▸ Work task:
Retype each record exactly; no pictures.

---------- Supplied entries ----------

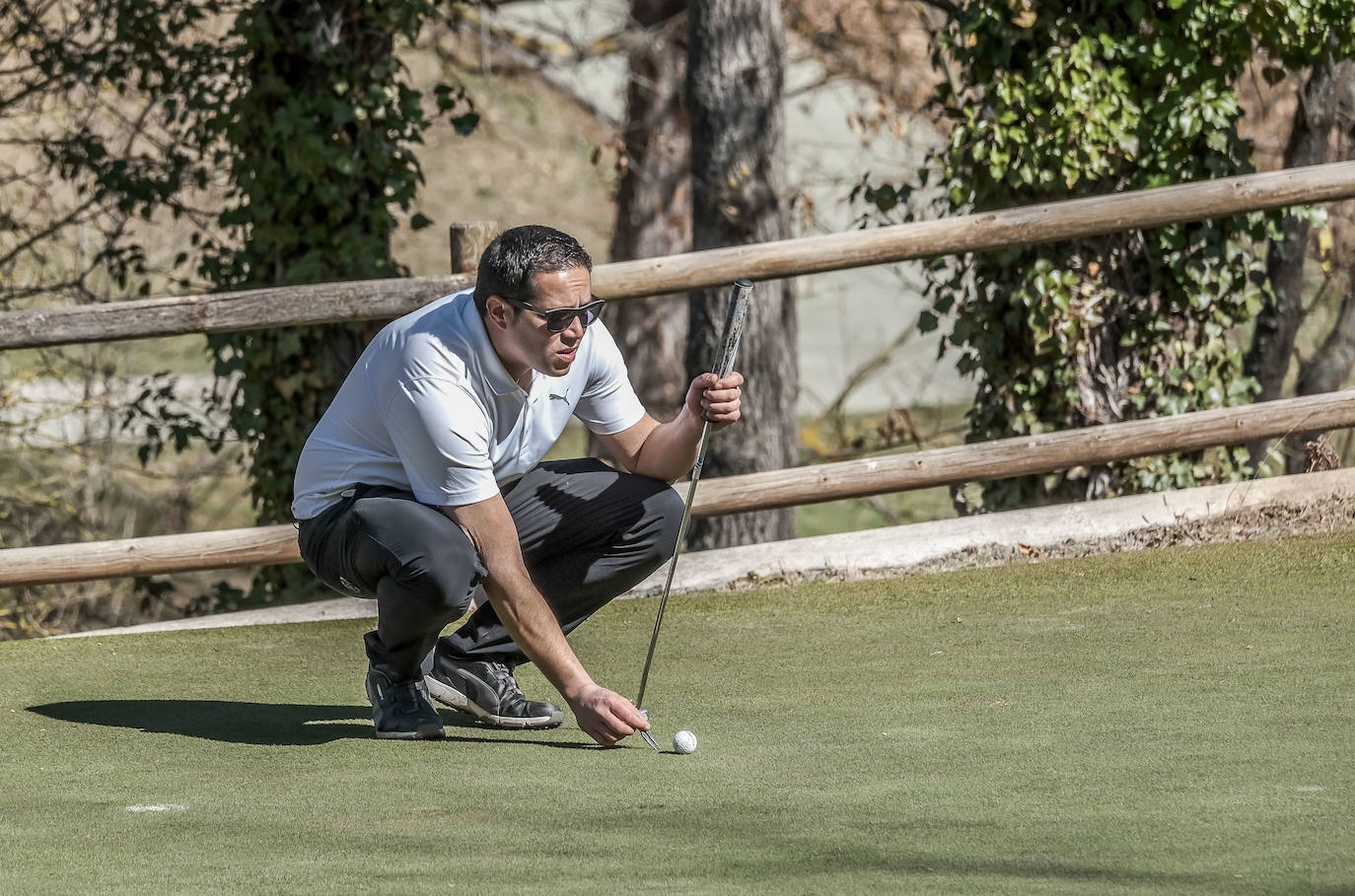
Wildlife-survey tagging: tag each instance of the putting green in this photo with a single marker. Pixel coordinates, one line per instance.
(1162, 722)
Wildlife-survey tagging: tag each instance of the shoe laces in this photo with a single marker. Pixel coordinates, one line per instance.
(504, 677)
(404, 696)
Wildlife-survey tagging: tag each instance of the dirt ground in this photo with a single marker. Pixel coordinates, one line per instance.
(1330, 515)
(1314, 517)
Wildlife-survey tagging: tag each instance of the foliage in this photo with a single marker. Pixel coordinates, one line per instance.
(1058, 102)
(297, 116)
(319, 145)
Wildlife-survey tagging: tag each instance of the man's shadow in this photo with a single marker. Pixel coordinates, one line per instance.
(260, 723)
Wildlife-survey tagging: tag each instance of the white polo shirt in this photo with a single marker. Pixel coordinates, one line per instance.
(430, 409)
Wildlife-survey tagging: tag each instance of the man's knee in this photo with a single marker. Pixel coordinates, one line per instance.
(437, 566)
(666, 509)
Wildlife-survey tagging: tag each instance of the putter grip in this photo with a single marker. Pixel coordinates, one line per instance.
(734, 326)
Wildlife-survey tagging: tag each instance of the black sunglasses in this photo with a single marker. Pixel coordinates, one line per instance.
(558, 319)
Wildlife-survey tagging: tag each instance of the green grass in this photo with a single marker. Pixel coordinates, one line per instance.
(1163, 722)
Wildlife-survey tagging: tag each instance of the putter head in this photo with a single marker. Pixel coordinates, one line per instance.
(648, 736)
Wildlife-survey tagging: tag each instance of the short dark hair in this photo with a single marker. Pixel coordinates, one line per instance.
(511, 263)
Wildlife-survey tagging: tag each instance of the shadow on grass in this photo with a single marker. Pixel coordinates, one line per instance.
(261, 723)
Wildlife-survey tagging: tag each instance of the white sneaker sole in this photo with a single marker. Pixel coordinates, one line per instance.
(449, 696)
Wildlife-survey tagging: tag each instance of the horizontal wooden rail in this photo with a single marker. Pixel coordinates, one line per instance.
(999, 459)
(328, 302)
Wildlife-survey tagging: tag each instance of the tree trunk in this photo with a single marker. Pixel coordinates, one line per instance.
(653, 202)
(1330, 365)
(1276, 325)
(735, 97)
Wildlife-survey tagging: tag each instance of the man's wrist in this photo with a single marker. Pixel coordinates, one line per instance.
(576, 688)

----------

▸ Answer to the problem:
Wildlife-survey tagging: tag each instance of the putting green in this photo with a single marker. Pixel coordinates, one line per instance.
(1162, 722)
Wildlife-survey tagging: tag each instance of the shoe laces in this photo with a single marker. Pixel coordinates, one line per instance.
(504, 677)
(404, 696)
Wildlife-survey tagging: tag each instance of the dirt ground in this photo with a single marker. Pixel coordinates, one line per instance.
(1330, 515)
(1314, 517)
Wildlife-survey tagging: tag each instance of the foliage in this photo with a single marker. Pixel coordinates, one line per instance.
(1058, 102)
(297, 116)
(319, 145)
Wildlife-survey tagging: tag each instance of the man's shadow in this photo with a single marker. Pixel coordinates, one line per instance.
(260, 723)
Wildlife-survey tagging: tag each instance of the white polo shirt in this photo with a single marker. Pixel coordinates, one line per instance.
(430, 409)
Wildlife-survey tagging: tag each instance of the man's knee in this photo with a single marker. Pixel coordinates, one line per instance.
(437, 566)
(666, 509)
Wildlife-survey tagging: tag each instance of the putter grip in this photo with a single marker. Pixel coordinates, one line per instance.
(734, 326)
Wildlife-survey tagging: tag each instance of the black sunglasses in this photo with a single marker. Pixel coordinates, one line per instance.
(558, 319)
Wildlife-survey tagging: tag each instance of the green grass in this photo with a single marker. Pixel coordinates, one line per instance.
(1163, 722)
Wildlife-survey tagging: tag each instance of the putter head in this photo with a single marker. Pixel coordinates, one line per instance.
(648, 736)
Wildlife-survey tagging: tag each instance of the short dark hair in this photo with a single marker. Pixel coordinates, one line per instance.
(511, 263)
Wildlife-survey tagging: tag each instance of the shadow on grass in this photo with a single marker. Pixel coordinates, one line per instance.
(261, 723)
Wildlife-survey tagging: tag each instance of the white sneaker sole in this photo with a single marker. Pixel coordinates, one line per instance.
(449, 696)
Wildlife-survey tagging: tag each instance of the horizontal wooden rail in this photo with a single marker. Pixel coordinates, one line per instance.
(999, 459)
(328, 302)
Wildlife-survey tagging: tag each instance of the tree trunk in this photo with a single marker. Pixel coordinates, one line per instance.
(653, 202)
(1330, 365)
(1276, 325)
(735, 97)
Wildlife-survey tagging: tag each instance of the man's wrist in this photo with a single marker. Pixel coordinates, one line per instance.
(576, 688)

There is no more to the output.